- [Short exercise]
Without omitting anything, return the records precisely as given.

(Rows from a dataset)

--- --- ---

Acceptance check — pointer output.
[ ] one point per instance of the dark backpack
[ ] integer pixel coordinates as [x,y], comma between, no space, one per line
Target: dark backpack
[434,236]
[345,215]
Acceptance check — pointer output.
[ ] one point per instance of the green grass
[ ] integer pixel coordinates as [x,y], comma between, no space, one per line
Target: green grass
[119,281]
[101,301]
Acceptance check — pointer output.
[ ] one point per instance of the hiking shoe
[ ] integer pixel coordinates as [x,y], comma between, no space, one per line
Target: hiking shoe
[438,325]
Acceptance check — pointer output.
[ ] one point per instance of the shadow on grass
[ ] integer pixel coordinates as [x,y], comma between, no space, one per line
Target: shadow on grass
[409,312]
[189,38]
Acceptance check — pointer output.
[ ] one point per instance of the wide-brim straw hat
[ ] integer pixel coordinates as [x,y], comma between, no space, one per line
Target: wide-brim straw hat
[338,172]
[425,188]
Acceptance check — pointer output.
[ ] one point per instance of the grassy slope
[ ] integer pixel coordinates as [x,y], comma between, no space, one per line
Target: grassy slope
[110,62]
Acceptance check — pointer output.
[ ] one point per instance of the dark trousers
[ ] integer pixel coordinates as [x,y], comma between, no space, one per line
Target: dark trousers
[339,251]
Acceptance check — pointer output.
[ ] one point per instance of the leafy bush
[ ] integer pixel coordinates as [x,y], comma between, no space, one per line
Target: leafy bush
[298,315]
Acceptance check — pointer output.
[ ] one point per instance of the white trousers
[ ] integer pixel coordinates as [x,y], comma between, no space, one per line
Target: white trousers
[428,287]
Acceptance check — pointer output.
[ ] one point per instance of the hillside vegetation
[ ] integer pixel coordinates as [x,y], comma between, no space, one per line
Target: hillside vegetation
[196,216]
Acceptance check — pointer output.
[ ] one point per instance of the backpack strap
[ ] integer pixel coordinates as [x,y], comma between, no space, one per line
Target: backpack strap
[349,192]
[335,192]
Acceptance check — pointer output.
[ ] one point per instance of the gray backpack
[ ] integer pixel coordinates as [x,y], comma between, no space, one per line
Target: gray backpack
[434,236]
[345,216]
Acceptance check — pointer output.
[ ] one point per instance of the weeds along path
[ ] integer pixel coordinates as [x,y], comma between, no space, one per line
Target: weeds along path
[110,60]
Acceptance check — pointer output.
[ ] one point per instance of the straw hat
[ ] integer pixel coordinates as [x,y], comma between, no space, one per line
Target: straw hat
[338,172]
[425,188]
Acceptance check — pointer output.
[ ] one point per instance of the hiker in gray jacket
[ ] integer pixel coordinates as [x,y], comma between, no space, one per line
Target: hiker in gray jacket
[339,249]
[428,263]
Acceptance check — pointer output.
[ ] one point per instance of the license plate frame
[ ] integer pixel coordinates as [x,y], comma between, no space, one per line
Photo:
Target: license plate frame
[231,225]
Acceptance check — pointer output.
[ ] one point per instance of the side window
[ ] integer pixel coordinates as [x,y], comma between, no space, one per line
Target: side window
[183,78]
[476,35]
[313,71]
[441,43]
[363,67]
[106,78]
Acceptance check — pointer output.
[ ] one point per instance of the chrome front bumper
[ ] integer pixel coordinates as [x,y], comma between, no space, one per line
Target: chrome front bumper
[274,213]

--- --- ---

- [Answer to the exercise]
Acceptance check — pointer output.
[ ] one point per instance of the dark backpack
[ ] integer pixel coordinates as [x,y], comma between, no space, one per line
Target: dark backpack
[434,236]
[345,215]
Acceptance check — pointer output.
[ ] one point per instance of the green grass
[ ] integer pixel coordinates as [x,y], comma between, no space, one per line
Target: green grass
[119,281]
[101,301]
Acceptance check — pointer output.
[ ] one point per instance of the hiking shoe
[ ] integer pixel coordinates as [x,y], comma between, no space, one per line
Target: hiking shoe
[438,325]
Acceptance check — pointer output.
[ ] one point per instance of the shadow on grass
[ ] integer pixel coordinates as [x,y], comma between, no space, one per line
Target: shadow on grass
[409,312]
[189,38]
Acceptance check — pointer output.
[ ] one point per instance of the wide-brim straw hat
[ ] integer pixel coordinates as [x,y], comma between, no space, one per line
Target: wide-brim straw hat
[338,172]
[425,188]
Acceptance check — pointer output.
[ ] one point per instance of the grassy slope
[ ] integer pixel coordinates as [x,y], comma between, no space, one per line
Target: grassy slope
[110,62]
Acceptance check — pointer output.
[ ] one point per instance of the dark trousers
[ ] integer pixel coordinates as [x,y], comma between, no space, one per line
Target: dark trousers
[339,251]
Acceptance check — pointer output.
[ ] one point per instance of the leafy bush
[ ] integer pixel coordinates as [x,y], comma between, no space, one per line
Target: leafy bush
[298,315]
Acceptance check — pointer output.
[ ] one point per instance of the white trousers
[ ] integer pixel coordinates as [x,y], comma between, no space, one per line
Target: white trousers
[428,287]
Acceptance check — pointer output.
[ ] one point per instance of the hillside vegetation
[ ] integer pixel coordinates as [x,y], comma between, no space, one per line
Target: hillside vegetation
[196,216]
Acceptance check — pointer output.
[ ] one point per instance of the backpack strap
[ ] integer pixel coordinates as [x,y], comma between, no space, one per line
Target: backpack strap
[349,192]
[335,192]
Acceptance check — pointer output.
[ ] one point per instance of the gray backpack
[ ] integer pixel coordinates as [x,y], comma between, no space, one per line
Target: gray backpack
[434,236]
[345,216]
Acceptance check — pointer output.
[ ] one point per instance of the weeds along path
[ ] integer pixel coordinates as [x,y], comma between, no space, one per line
Target: weeds along path
[110,60]
Acceptance check — pointer output.
[ ] one point per instance of the straw hat
[ ] integer pixel coordinates as [x,y], comma between, no space, one per line
Target: straw hat
[338,172]
[425,188]
Acceptance check — pointer output.
[ ] one point per instance of the hiker in gray jacket
[ ] integer pixel coordinates as [x,y], comma between, no space, one per line
Target: hiker in gray jacket
[339,249]
[428,263]
Acceptance check — pointer output.
[ ] one point per instance of the license plate frame
[ ] integer pixel coordinates as [x,y], comma between, no space, one per line
Photo:
Target: license plate frame
[231,225]
Acceptance check — pointer output.
[ ] one point per instance of the side window
[ ] integer pixel coordinates as [x,y], comma between, no space, one per line
Target: side window
[183,78]
[476,35]
[313,71]
[441,43]
[363,67]
[106,78]
Acceptance check — pointer output.
[ ] one point per instance of the chrome front bumper
[ ] integer pixel coordinates as [x,y], comma between, no space, one per line
Target: chrome front bumper
[274,213]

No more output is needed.